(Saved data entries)

┄┄┄┄┄┄┄┄┄┄

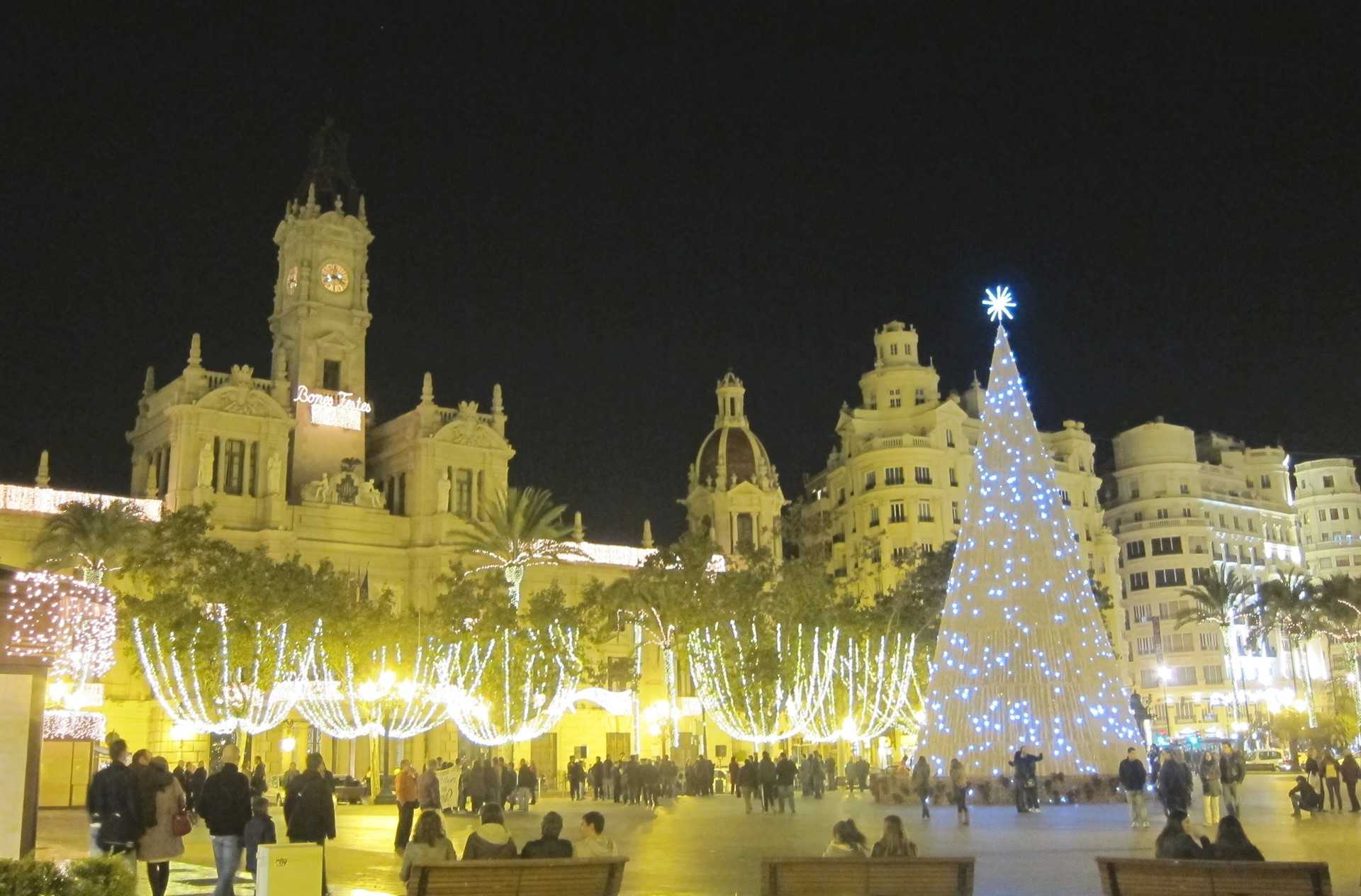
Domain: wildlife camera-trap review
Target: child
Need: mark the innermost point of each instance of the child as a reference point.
(259, 829)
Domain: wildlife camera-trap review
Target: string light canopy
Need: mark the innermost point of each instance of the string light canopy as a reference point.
(513, 687)
(68, 621)
(391, 698)
(1022, 656)
(202, 687)
(761, 688)
(870, 688)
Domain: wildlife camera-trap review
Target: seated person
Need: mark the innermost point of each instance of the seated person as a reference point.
(1304, 797)
(547, 846)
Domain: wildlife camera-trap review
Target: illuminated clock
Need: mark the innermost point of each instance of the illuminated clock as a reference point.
(334, 276)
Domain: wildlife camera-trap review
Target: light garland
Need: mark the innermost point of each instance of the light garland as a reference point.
(1022, 656)
(252, 702)
(69, 622)
(868, 693)
(390, 703)
(750, 698)
(538, 684)
(68, 724)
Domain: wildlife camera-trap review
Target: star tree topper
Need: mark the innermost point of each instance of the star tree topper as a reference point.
(999, 303)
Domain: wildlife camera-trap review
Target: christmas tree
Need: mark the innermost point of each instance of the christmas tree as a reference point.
(1022, 656)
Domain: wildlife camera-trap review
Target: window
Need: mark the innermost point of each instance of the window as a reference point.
(331, 375)
(235, 461)
(1170, 578)
(1171, 545)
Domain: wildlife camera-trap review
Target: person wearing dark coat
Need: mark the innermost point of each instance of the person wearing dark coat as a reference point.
(112, 804)
(1175, 842)
(309, 812)
(1350, 775)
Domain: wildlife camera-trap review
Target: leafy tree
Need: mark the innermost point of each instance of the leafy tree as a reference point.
(520, 527)
(1221, 600)
(94, 538)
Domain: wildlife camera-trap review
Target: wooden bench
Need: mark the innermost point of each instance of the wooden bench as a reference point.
(520, 878)
(807, 876)
(1174, 878)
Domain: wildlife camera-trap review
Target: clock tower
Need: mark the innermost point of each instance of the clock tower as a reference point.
(322, 312)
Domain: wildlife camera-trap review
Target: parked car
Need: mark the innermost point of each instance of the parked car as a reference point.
(1267, 761)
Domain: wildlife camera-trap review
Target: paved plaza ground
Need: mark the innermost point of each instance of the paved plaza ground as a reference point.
(710, 846)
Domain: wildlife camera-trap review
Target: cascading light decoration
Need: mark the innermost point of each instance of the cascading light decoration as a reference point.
(206, 690)
(868, 692)
(68, 621)
(515, 685)
(1022, 656)
(761, 690)
(395, 699)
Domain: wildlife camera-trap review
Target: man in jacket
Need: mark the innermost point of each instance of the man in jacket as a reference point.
(405, 789)
(225, 807)
(309, 810)
(113, 805)
(1133, 779)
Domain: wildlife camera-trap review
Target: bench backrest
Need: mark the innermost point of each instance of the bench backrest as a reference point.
(1172, 878)
(807, 876)
(520, 878)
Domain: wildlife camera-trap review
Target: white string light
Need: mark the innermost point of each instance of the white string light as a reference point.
(538, 684)
(252, 700)
(750, 698)
(868, 692)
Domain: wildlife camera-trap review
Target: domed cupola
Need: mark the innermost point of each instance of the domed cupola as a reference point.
(734, 491)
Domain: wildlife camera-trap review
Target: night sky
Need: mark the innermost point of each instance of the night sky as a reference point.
(606, 207)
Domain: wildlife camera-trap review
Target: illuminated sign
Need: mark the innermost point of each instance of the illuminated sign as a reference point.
(345, 410)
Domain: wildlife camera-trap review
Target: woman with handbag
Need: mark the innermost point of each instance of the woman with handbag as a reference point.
(161, 805)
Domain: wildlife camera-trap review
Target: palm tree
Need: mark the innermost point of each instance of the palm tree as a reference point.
(520, 527)
(1288, 603)
(1221, 600)
(90, 537)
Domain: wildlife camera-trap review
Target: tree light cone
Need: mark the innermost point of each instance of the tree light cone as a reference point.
(1022, 656)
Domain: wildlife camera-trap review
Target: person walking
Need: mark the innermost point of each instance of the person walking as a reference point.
(922, 785)
(405, 789)
(784, 774)
(308, 810)
(1133, 780)
(1350, 774)
(429, 846)
(159, 802)
(225, 807)
(960, 792)
(1211, 788)
(1333, 778)
(112, 804)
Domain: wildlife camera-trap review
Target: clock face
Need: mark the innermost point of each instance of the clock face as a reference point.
(334, 276)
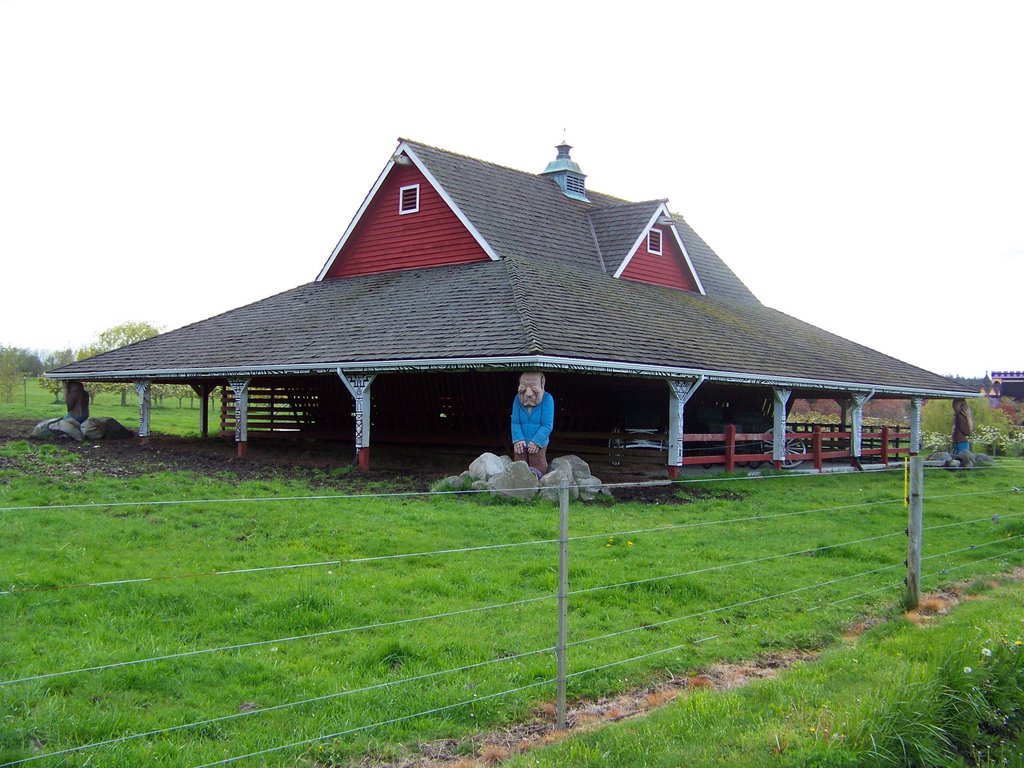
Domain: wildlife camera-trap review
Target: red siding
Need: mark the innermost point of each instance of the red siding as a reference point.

┄┄┄┄┄┄┄┄┄┄

TASK BRIEF: Working from the lines above, reproduce the material exactly and exclude its pictures.

WRITTEN ANSWER:
Domain: wildlife camera-trap review
Target: child
Need: mark the innermost point of each instance of the child as a reference point.
(259, 829)
Domain: wildlife camera-trap review
Target: string light canopy
Need: mark the innermost point of each instance of the string light canopy as a reference point.
(513, 687)
(68, 621)
(391, 698)
(1022, 656)
(202, 687)
(761, 688)
(870, 688)
Domain: wildlife camera-trap review
Target: seated person
Need: mark the innermost point of each instance of the seated person as a reference point.
(1304, 797)
(547, 846)
Domain: wildlife camera-trap review
Target: illuminated clock
Need: mark the innermost point of each instance of the illuminated clock as a reference point.
(334, 276)
Domain: wildlife camera-trap review
Target: light garland
Need: mark the innermost point of each instance of the light garland as a reference point.
(1022, 656)
(252, 702)
(69, 622)
(868, 693)
(390, 703)
(750, 698)
(538, 684)
(68, 724)
Domain: wildlife camera-trap review
Target: star tree topper
Need: mark the innermost point of each instance of the star tree topper as a reference point.
(999, 303)
Domain: wildlife camera-trap review
Target: christmas tree
Need: mark the innermost point of each instance of the christmas tree as a reference point.
(1022, 656)
Domain: wildlife camera-trap review
Target: window
Need: mark the innermost point of each instance of the window as a reference point.
(331, 375)
(235, 461)
(1170, 578)
(1171, 545)
Domain: wildlife camera-trap review
Target: person wearing dark coat
Need: mark the innermost point of each instance of the person wearing dark coat as a reference point.
(112, 804)
(1175, 842)
(309, 812)
(1350, 775)
Domain: wildlife camera-trap review
Target: leafy tree
Need: mark the innermost point of each instance of the leafy tree as a reference point.
(520, 527)
(1221, 600)
(94, 538)
Domain: wildlife camera-trap review
Target: wooden bench
Need: mark the innermost point of each instance of the wooden bench as a reference point.
(520, 878)
(807, 876)
(1174, 878)
Domain: wildlife camera-trap review
Target: clock tower
Need: mark the innermost point of each instance of the clock tower as a reference point.
(322, 312)
Domain: wildlife camera-trap review
Target: parked car
Need: mark the innermost point of each instance of the parked car as a reference point.
(1267, 761)
Domain: wildlife camera-trap review
Target: paved plaza ground
Need: mark the innermost point of each instance of the paved plaza ground as a reference point.
(710, 846)
Domain: wildlife camera-trap review
Target: cascading light decoration
Need: mark the innermost point of each instance of the cascading light decoration as a reference point.
(206, 690)
(868, 692)
(68, 621)
(515, 685)
(1022, 656)
(761, 690)
(395, 699)
Domain: wildlife camera-trap review
Target: man in jacket
Need: mark the innermost point of each instance of the man in jacket as a reference point.
(405, 789)
(225, 807)
(309, 810)
(113, 805)
(1133, 779)
Domain: wildlife camera-trap review
Target: bench backrest
Need: mark the innermost point of each instance of the bench backrest as a reference point.
(1172, 878)
(807, 876)
(520, 878)
Domain: wildlife camera-trap review
Target: white string light
Need: mark the innermost point of each instance of the white string light as a reference point.
(538, 684)
(252, 700)
(750, 698)
(868, 692)
Domain: wildlife camera-trap review
Target: domed cupola
Need: mark the innermost point of each instance of the domed cupola as a reference point.
(734, 491)
Domain: wildlife camera-trap review
Target: night sky
Need: mark the innermost point of each instance of the night sky as a reference point.
(606, 207)
Domain: wildlife camera-trap review
Target: illuminated sign
Need: mark the innermost point of each instance of the illuminated sign as a reference point.
(345, 410)
Domain: wildlife camera-trap review
Target: woman with handbag
Need: mark the innermost point of each instance of the woman with handbag as a reference point.
(161, 805)
Domain: wildlife camera-trap review
Target: palm tree
Need: mark the innermost point of each instance of the palm tree as a reference point.
(520, 527)
(1288, 603)
(1221, 600)
(90, 537)
Domain: wildlife camera-trap review
Target: tree light cone
Need: mark the innermost point of each instance of the tree light cone as a reference point.
(1022, 656)
Domain: wildlife camera-trap review
Target: person walking
Need: mark the innermost point of each instance of the person walking as a reference point.
(922, 785)
(405, 789)
(784, 774)
(308, 810)
(1133, 780)
(1350, 774)
(429, 846)
(159, 802)
(225, 807)
(960, 792)
(1211, 788)
(1333, 778)
(112, 804)
Domain: wildlife camera-trap review
Target: clock face
Need: mark the innermost point of each instance of the clock face as a reference point.
(334, 276)
Domain: wildlife camera-trap review
Target: red siding
Need: mark the innermost point of each instance of the red siding as a reference point.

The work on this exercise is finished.